**Questions:**
- A) Output everything from "## T.F. (Aug" down to "get nowhere/burnt out." in the forum thread on diet versus training, copying it word for word.
- B) Summarize the forum thread on diet versus training in two sentences.

**Excerpted passage:**
------------------------------------------------
# whats more important diet or training?



## boxer-91 (Oct 30, 2009)

*whats more important*​
training 3514.23%diet 9337.80%50/5011847.97%


----------



## boxer-91 (Oct 30, 2009)

some people say 80% is diet otrhers say 80% training, what do you think is more important? or an equal amount...


----------



## T.F. (Aug 28, 2008)

One is useless without the other.

Eat like a bodybuilder and don't train, you'll get fat.

Train like a bodybuilder and don't eat right and you'll get nowhere/burnt out.

Simple.

And don't forget rest, which is equally as important.


----------



## jw007 (Apr 12, 2007)

Well if you dont train but eat well, gains = fck all

But if you train hard but eat sh1t, you will still grow and make gains albeit at a much reduced rate...

Level of experience and current phsyique development would also be a major contributing factor..

A newbie can eat **** and still progress in gym

An advanced level trainer would probably regress if trained hard but diet was super sh1t

Then of course adding in AAS and peptides can make it easier to progress without either properly sorted


----------



## Incredible Bulk (Sep 19, 2007)

i'd rather miss a gym session than miss meals


----------



## DB (Oct 31, 2003)

jw007 said:


> Well if you dont train but eat well, gains = fck all
> 
> But if you train hard but eat sh1t, you will still grow and make gains albeit at a much reduced rate...
> 
> ...


NICE! spot on!



> i'd rather miss a gym session than miss meals


No chance for me..miss one of my 3 training session a week or miss 1 of my 42 odd meals????

no brainer


----------



## boxer-91 (Oct 30, 2009)

has anyone got any good links to a simple diet plan, i work and go to college so i dont have much time to make big meals, and because im a student i cant spend alot on food.
------------------------------------------------
**Data excerpt:**
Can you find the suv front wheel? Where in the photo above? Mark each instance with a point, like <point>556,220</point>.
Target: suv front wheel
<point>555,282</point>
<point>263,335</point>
------------------------------------------------
**Exercise answers:**
- A)
## T.F. (Aug 28, 2008)

One is useless without the other.

Eat like a bodybuilder and don't train, you'll get fat.

Train like a bodybuilder and don't eat right and you'll get nowhere/burnt out.

- B) A poster asks whether diet or training is more important, noting that some people say 80% is diet and others say 80% is training. Replies range from saying one is useless without the other, with rest equally important, to saying that training hard on a poor diet still brings gains at a much reduced rate while eating well without training brings none, and one poster would rather miss a gym session than miss meals.